------ Page extract ------

NodeServer AutoRestart discussion

Einstein42 commented 7 years ago

I've seen a few random crashes in various nodeservers that should be automatically restarted. Now the problem is we don't want to restart it so many times it floods everything on a legitimate error, so we need some sort of mechanism to do so. @mjwesterhof does the Pulse server already do this? I need to get some kind of information from you on how that mechanism works so I can document it.

mjwesterhof commented 7 years ago

The pulse node server does nothing that would help for this. It's an interesting idea, though. Here's some thoughts on this...

I can see one huge argument against this, first off -- that's the "Purist's Argument": this is a feature that would only benefit "buggy code" and the correct solution is for each node server to fix its own code. The counter argument to that is that in the real world, stuff happens. And more importantly, stuff can happen in dependencies that the node server author has no ability to fix or control.

Secondly, one might argue that there's already such a feature: the heartbeat (ping/pong messages). I'd counter that by noting that the heartbeat as implemented is insufficient in many cases.

Assuming that one agrees we should add code to do this, and that the existing heartbeat mechanism is inadequate, the next issue is what we need to do instead of or in addition to the heartbeat? Clearly we need to handle the exiting of the node server (the heartbeat mechanism handles only a hanging node server). That would imply we need to add another mechanism, though, to signal a legitimate exit -- so another message to the node server manager to say "I'm exiting for all the right reasons, please don't restart me", and another that says "I'm exiting to restart myself, please do so but don't log this as a failure". And if we don't get one of the aforementioned messages before the node server process exits, then polyglot would log the message and restart it.

------ Entries supplied ------

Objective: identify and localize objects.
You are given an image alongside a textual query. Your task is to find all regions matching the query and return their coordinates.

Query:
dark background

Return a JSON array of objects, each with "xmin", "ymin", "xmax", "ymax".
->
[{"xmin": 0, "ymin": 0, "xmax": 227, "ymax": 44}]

------

**Your tasks**
• A. From the node server restart discussion, write out the passage starting with "mjwesterhof commented 7" and going on through "thoughts on this...".
• B. In the node server restart discussion, what kind of failure does the existing heartbeat mechanism handle?

**Responses per task**
• A.
mjwesterhof commented 7 years ago

The pulse node server does nothing that would help for this. It's an interesting idea, though. Here's some thoughts on this...

• B. Only a hanging node server.